Dataset entries:
○ ○ ○ ○ ○ ○ ○

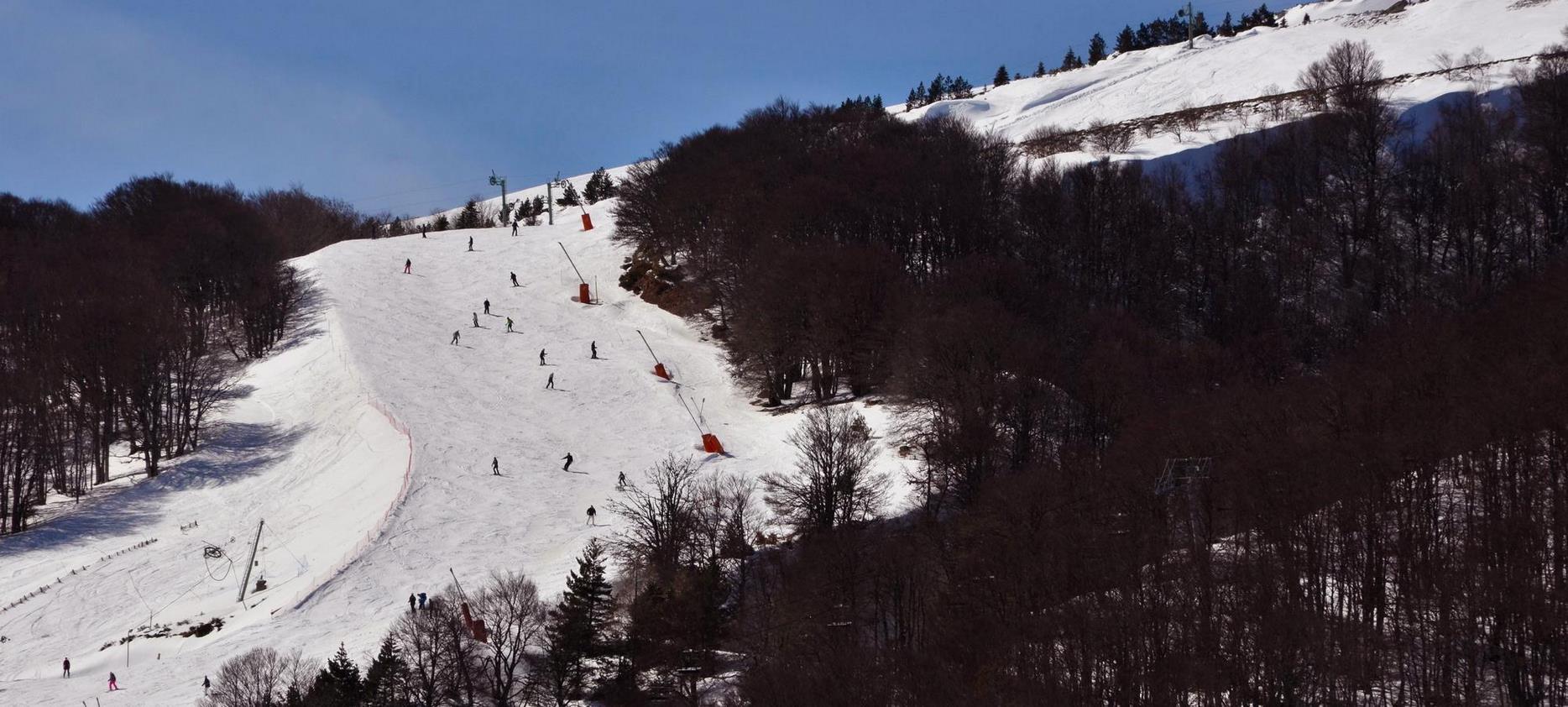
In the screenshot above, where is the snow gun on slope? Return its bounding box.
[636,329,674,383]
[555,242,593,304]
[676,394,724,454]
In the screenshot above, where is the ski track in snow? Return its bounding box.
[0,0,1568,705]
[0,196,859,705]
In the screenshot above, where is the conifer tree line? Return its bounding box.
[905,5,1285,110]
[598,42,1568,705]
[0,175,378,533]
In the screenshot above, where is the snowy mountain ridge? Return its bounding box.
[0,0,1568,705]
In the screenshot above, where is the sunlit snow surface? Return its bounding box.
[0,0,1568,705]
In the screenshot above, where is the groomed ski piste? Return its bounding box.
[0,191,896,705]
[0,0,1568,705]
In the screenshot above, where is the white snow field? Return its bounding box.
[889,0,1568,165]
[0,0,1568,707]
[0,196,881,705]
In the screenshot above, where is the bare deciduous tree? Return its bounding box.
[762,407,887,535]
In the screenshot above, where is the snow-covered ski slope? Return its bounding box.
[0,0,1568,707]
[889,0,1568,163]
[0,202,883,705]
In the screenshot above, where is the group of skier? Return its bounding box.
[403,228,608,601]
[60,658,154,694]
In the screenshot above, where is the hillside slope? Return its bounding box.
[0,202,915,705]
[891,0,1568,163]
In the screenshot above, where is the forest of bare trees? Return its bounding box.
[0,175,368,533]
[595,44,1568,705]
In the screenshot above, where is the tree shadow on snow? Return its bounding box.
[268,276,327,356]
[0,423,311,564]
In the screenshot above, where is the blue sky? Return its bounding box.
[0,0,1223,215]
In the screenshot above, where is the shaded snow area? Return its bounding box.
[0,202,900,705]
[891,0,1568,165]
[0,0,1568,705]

○ ○ ○ ○ ○ ○ ○

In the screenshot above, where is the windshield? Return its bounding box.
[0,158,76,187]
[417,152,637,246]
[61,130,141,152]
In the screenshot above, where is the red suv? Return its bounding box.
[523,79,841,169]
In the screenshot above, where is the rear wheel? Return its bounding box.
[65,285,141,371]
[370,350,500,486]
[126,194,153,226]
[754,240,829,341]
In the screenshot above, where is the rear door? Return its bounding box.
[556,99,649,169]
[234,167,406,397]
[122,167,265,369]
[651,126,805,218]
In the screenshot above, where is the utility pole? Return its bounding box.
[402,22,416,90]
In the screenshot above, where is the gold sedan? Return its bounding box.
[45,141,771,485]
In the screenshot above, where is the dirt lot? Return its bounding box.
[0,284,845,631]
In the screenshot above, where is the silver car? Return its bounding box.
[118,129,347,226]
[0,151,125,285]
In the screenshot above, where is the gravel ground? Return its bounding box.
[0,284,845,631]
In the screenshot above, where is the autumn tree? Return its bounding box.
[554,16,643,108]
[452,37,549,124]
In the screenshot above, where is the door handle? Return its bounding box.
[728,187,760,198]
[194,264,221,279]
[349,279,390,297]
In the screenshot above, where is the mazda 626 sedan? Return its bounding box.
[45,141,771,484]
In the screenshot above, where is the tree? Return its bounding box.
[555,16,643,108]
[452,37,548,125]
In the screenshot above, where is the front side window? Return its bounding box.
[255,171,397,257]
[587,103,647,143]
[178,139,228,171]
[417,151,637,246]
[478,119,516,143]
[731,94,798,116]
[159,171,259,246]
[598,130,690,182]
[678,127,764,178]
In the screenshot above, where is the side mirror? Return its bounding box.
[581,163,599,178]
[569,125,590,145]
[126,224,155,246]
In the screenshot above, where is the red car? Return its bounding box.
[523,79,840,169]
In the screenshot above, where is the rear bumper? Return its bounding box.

○ ○ ○ ○ ○ ○ ○

* THE TASK *
Put the lines from the one containing "In the screenshot above, where is the snowy" down to the one containing "[0,423,311,564]", both included, into a Markdown table with the columns Row and Line. Number each row and skip any blank lines.

* EXPECTED ANSWER *
| Row | Line |
|---|---|
| 1 | In the screenshot above, where is the snowy mountain ridge? Return its bounding box. |
| 2 | [0,0,1568,705] |
| 3 | In the screenshot above, where is the sunlit snow surface? Return its bounding box. |
| 4 | [0,0,1568,705] |
| 5 | In the screenshot above, where is the groomed ski piste? Return its bounding box. |
| 6 | [0,191,896,705] |
| 7 | [0,0,1568,705] |
| 8 | In the screenshot above, where is the white snow field? Return its bounding box. |
| 9 | [889,0,1568,165] |
| 10 | [0,0,1568,707] |
| 11 | [0,196,881,705] |
| 12 | In the screenshot above, where is the bare deciduous tree? Return its bounding box. |
| 13 | [762,407,887,535] |
| 14 | In the screenshot above, where is the snow-covered ski slope? Return its bounding box. |
| 15 | [0,0,1568,707] |
| 16 | [889,0,1568,163] |
| 17 | [0,202,883,705] |
| 18 | In the screenshot above, where is the group of skier? Return its bounding box. |
| 19 | [403,228,608,601] |
| 20 | [60,658,154,694] |
| 21 | In the screenshot above, where is the hillside slope? Return its bounding box. |
| 22 | [0,202,915,705] |
| 23 | [891,0,1568,163] |
| 24 | In the screenshot above, where is the forest of bare trees? Return its bounding box. |
| 25 | [0,175,368,533] |
| 26 | [595,44,1568,705] |
| 27 | In the screenshot above, where is the tree shadow on snow? Return its bounding box. |
| 28 | [268,276,327,356] |
| 29 | [0,423,311,564] |